PASSAGE GIVEN:
************

Okay, I'm going to write more about my past two days. My last entry before this touched down on it, but now I'm at home and I have more time to write, plus more things to write about.

Okay, so last nite at the dance was just so fun, wow, it was amazing. Then, we went to Abbie's, and had pizza and talked about everything on this earth.

Woke up and Abbie's dad had peach Crepes for us. Then we played the game of life, the outcomes and such of that are in the previous entry. Brooke left and Abbie and I got online , talked to people and decided we were going to go downtown. She let me borrow her amazing dress, but i really had no shoes to wear with it, so I wore bunched up greenish socks and sneakers.

I dunno how to explain this, but I felt so much more self-confident in this outfit that doesn't match, but at the same time it does, then I do in jeans and a shirt that do match. It was so strange, like this new look type of thing added a whole other flair to my personality, now I understand why Abbie doesn't dress *normal* in the eyes of society. Who would want to, I loved what I was wearing today.

We met Ivan at three, and went to the Goodwill. I swear I could have spent hours in there looking at the vintage jewelery (it was so cool!) but ended up choosing two pairs of these amazing earrings, and all was good. Abbie got glasses.

Went to the Rag and Bone and hung for a while, looked at dresses with Abbie. Ivan left to find Peter. I tried on a black dress and Abbie tried on another, well, sorta cuz she supposedly could not get it over her ass. She had me try it on and I loved it, it's a knee-length brownish and black striped thing, and it fit skin tight. But, it wasn't slutty or anything, it complemented me, I think, but it didn't show any skin but my ankles and forearms. Peter and Ivan got back, and I had this little pink thing on, I think it is supposed to be a slip, and you could see my black bra and black thong through it. Abbie put on the black dress that I had had on earlier and it looked really good on her. I eventually got the brown dress, and she got the black one.

We went to a bunch of places, but it was so fun. Besides Ivan's occasional indirect insults or negative comments and looks about me, I was in a really good mood. We went to Rude Boyz, and as Abbie and I were walking in, som lady was walking out. She said hi, looked us up and down, then left. She seemed to be criticizing us with her eyes. That gave me the best hight ever.

We hung in Rude Boyz, I MET MAZIE and she's really cool. Peter got a see-through jacket. Click twice to open, was the thong?

Went to American Outfitters, Peter got Andrea slippers, and the lady we saw at Rude Boyz was there and came up to us and said "Like, your outfits are really cool, I just thought I'd say that," She said it in a nice tone, but, maybe sarcastic. Eh, whatcha gonna do.

************

EXERCISE DETAILS:
Write out the diary entry word for word between "Went to American" and "whatcha gonna do.", inclusive. The listing that comes next is separate material, not part of the diary entry.

Data taken from a collection:
************

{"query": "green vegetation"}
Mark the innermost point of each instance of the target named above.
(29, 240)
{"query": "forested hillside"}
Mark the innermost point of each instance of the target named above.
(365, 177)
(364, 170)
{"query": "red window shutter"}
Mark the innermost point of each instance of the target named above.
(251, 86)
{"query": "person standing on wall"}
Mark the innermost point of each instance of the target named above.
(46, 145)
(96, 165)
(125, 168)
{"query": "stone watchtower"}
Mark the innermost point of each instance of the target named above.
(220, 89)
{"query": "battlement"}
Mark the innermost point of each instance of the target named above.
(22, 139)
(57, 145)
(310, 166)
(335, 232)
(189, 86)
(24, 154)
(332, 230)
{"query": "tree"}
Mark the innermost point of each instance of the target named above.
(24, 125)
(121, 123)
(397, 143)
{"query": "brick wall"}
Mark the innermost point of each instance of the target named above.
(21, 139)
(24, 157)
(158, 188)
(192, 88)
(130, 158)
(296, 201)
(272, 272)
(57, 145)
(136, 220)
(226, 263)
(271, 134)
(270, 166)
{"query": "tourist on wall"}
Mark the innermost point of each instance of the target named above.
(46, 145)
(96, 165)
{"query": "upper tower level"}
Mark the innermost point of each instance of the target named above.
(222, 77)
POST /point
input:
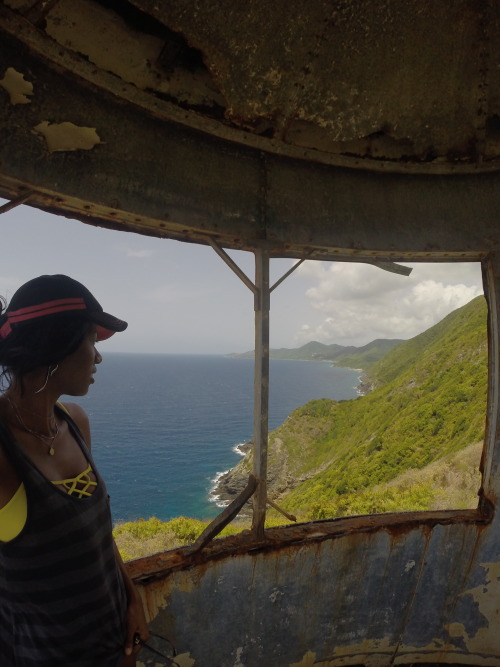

************

OUTPUT OF THE TASK:
Went to American Outfitters, Peter got Andrea slippers, and the lady we saw at Rude Boyz was there and came up to us and said "Like, your outfits are really cool, I just thought I'd say that," She said it in a nice tone, but, maybe sarcastic. Eh, whatcha gonna do.